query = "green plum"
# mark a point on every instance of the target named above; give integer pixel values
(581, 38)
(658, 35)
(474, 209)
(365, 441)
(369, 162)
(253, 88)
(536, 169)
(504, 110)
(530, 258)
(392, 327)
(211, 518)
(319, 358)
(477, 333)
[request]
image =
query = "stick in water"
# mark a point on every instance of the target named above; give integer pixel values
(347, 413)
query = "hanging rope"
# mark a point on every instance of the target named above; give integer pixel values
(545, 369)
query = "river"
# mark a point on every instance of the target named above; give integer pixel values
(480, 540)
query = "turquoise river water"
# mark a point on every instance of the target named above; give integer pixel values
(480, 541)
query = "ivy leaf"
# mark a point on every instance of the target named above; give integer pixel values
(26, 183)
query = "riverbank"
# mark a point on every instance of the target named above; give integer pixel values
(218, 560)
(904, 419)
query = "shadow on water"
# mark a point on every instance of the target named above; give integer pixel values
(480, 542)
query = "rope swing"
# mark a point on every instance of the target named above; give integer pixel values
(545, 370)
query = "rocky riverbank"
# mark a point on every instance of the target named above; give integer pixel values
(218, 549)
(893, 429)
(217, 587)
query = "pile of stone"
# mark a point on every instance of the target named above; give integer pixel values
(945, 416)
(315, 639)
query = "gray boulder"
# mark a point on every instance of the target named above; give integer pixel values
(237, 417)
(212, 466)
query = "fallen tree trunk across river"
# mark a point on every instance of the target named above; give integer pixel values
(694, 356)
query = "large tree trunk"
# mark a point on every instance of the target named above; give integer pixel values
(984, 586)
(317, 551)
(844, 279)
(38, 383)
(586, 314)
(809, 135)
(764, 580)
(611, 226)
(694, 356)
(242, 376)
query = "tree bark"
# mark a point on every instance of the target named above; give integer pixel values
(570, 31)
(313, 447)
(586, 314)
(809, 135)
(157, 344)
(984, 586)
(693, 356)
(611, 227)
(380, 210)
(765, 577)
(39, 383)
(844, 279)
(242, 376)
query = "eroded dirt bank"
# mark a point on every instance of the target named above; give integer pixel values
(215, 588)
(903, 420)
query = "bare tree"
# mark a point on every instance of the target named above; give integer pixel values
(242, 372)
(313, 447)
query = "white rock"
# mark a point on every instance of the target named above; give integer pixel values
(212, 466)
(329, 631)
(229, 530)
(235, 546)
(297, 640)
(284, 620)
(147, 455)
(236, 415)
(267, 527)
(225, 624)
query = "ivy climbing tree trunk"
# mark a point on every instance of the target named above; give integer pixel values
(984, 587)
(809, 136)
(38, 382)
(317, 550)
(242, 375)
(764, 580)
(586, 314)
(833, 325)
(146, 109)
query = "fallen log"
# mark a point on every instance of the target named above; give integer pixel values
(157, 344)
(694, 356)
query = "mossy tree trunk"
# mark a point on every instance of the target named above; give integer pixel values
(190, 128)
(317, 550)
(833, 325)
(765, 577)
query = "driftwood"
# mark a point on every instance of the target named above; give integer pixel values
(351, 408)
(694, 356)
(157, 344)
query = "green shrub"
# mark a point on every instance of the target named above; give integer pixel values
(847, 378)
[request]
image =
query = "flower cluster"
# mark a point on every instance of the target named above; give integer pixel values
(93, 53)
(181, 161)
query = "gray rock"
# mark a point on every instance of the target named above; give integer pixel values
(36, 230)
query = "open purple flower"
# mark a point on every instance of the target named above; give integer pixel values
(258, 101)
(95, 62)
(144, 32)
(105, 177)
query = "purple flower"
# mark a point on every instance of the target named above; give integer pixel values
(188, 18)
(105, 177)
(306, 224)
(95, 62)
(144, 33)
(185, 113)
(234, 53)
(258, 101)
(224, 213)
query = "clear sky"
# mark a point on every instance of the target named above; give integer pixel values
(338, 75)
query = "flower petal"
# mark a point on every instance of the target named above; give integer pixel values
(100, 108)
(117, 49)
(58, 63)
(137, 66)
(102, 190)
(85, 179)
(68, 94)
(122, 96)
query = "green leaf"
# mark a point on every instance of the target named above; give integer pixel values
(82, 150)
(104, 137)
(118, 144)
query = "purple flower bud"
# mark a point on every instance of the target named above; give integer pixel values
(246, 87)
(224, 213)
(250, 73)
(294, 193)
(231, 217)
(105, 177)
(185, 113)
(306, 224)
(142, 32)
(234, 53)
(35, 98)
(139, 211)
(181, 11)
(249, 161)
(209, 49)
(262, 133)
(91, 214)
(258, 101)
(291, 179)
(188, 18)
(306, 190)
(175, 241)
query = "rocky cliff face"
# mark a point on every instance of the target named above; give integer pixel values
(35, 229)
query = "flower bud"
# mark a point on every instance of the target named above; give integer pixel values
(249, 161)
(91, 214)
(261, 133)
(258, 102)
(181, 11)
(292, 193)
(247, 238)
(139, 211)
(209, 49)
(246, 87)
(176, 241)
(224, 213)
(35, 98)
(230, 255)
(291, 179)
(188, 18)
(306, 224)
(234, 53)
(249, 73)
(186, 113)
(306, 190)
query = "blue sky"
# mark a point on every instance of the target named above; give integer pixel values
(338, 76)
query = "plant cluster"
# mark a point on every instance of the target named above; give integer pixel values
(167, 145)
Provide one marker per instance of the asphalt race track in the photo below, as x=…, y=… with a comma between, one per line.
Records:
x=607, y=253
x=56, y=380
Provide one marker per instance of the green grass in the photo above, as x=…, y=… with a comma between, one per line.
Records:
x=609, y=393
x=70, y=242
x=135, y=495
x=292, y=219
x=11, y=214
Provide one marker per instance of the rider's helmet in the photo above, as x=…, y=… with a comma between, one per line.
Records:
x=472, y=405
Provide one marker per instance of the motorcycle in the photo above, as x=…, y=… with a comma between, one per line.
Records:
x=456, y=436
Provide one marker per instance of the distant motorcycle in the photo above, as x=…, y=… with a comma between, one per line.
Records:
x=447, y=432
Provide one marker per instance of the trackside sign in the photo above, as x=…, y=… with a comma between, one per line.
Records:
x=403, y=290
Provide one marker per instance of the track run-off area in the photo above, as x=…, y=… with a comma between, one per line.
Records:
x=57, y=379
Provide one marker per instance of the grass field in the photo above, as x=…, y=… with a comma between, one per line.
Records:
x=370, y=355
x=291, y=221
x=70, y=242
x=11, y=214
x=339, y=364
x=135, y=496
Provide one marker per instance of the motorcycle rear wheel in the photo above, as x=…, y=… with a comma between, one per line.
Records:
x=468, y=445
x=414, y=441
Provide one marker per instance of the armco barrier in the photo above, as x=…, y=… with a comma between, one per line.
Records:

.....

▶ _What this task involves_: Lines that include the word "fallen" — how many are there in the data? Answer with the number alone.

▶ _Result of the exercise_: 2